Exercise directions → Find each line in the entries below that contains the string "cabinet", and copy those lines.

Provided material →

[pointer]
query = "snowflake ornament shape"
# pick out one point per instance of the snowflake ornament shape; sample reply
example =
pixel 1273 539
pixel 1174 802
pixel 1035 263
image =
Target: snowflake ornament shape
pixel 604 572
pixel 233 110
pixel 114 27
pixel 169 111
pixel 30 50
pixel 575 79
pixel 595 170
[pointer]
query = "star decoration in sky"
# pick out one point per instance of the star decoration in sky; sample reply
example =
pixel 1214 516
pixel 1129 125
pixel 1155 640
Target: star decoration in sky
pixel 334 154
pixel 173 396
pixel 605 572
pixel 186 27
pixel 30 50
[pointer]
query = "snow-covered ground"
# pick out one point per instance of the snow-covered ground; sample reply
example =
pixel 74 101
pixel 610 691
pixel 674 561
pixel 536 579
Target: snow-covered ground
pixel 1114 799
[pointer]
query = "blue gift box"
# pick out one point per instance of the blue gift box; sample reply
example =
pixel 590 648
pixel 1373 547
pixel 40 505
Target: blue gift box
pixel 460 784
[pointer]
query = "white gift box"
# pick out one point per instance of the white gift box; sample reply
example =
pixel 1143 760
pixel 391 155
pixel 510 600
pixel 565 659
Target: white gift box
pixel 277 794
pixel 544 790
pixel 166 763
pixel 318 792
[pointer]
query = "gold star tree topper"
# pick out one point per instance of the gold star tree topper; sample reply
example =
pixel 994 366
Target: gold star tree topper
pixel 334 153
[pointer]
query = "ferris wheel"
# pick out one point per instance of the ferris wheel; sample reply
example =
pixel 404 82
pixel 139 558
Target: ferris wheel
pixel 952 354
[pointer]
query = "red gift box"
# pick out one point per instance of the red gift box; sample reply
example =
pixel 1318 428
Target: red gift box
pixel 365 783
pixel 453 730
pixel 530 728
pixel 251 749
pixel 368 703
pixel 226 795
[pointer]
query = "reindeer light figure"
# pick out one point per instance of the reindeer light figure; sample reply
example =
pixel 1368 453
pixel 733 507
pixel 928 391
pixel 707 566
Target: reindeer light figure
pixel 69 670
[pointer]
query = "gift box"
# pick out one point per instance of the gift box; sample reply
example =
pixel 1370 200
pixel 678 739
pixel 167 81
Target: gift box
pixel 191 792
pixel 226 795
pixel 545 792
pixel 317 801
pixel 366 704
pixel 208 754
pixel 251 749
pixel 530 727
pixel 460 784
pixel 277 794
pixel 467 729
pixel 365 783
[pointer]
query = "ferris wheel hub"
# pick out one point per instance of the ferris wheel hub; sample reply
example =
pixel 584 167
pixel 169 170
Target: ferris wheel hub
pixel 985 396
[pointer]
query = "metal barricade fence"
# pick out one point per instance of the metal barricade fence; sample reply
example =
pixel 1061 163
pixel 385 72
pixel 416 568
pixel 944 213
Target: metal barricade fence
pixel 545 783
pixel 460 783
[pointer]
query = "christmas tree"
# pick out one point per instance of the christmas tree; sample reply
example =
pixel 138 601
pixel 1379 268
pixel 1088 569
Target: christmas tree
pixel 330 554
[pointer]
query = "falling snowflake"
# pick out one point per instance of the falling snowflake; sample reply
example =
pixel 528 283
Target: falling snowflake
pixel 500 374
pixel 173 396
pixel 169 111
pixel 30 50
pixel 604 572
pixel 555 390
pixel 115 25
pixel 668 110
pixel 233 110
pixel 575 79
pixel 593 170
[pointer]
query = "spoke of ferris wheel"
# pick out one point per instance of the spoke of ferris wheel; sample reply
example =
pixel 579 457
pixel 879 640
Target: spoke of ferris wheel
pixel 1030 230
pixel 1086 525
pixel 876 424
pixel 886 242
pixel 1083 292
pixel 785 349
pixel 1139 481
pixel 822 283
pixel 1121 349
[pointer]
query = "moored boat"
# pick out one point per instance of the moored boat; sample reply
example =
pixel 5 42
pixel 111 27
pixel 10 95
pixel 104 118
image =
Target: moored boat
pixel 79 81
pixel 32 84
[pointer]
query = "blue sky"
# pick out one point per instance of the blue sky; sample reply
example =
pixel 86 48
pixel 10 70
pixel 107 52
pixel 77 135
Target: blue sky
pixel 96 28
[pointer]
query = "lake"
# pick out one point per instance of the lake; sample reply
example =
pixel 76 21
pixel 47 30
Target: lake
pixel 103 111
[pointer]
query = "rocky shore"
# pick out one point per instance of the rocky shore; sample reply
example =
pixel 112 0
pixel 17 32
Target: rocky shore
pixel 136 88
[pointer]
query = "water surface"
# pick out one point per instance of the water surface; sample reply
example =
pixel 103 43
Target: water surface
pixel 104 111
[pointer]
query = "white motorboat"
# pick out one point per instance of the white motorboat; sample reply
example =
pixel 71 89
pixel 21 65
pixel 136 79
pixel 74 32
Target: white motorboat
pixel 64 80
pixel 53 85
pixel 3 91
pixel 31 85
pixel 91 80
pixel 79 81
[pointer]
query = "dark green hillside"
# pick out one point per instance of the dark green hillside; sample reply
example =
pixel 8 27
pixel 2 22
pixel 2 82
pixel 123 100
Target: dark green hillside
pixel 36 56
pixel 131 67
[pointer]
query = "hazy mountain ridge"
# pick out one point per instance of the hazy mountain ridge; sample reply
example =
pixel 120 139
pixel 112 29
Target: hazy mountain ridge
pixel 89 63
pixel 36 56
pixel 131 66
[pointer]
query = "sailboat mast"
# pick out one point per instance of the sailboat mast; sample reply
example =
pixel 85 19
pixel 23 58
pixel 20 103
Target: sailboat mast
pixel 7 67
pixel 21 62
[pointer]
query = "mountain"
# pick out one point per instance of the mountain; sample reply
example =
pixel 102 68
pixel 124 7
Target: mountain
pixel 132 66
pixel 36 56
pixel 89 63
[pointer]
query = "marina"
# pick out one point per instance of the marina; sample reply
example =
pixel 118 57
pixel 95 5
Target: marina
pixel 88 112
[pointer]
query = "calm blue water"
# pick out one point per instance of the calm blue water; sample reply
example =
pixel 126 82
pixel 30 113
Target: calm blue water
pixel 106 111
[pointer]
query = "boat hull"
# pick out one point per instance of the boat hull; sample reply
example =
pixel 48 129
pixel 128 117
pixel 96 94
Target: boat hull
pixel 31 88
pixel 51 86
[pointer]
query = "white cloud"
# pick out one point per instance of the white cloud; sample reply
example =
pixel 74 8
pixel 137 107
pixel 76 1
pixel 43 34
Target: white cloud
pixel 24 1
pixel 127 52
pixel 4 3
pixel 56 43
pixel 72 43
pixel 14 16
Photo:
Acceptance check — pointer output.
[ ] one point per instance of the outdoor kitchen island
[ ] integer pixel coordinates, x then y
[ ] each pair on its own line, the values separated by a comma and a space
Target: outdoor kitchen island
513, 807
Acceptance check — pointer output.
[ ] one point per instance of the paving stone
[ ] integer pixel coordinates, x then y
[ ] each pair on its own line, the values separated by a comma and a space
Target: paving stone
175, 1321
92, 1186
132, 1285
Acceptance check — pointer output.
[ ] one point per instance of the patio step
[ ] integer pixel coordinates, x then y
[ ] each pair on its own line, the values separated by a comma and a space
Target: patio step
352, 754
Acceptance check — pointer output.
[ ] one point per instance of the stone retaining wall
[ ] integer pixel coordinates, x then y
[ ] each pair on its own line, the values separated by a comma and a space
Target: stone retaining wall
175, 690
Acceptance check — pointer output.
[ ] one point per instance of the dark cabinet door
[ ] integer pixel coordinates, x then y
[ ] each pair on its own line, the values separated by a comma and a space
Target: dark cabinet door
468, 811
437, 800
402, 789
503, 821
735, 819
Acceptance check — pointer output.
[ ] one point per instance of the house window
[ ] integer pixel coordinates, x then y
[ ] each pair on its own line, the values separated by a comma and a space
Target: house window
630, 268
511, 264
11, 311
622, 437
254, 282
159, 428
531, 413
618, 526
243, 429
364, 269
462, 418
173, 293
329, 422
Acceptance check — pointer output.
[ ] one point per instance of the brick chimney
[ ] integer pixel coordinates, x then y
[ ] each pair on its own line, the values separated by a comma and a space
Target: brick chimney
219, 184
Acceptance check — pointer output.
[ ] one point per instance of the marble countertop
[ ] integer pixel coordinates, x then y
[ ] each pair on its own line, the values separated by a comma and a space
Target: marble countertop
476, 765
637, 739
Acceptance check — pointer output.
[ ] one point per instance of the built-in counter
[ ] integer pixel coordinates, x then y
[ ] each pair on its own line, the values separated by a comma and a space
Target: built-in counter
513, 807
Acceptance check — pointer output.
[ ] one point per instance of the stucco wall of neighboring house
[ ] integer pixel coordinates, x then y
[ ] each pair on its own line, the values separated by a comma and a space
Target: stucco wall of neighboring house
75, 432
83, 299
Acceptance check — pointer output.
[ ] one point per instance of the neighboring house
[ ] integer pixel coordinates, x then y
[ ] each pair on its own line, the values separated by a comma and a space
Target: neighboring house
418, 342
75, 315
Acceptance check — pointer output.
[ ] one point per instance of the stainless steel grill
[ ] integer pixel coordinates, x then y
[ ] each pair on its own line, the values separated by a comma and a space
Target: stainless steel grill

Answer to the exercise →
[ ] one point per instance of the dark cabinet door
Target: dark cabinet door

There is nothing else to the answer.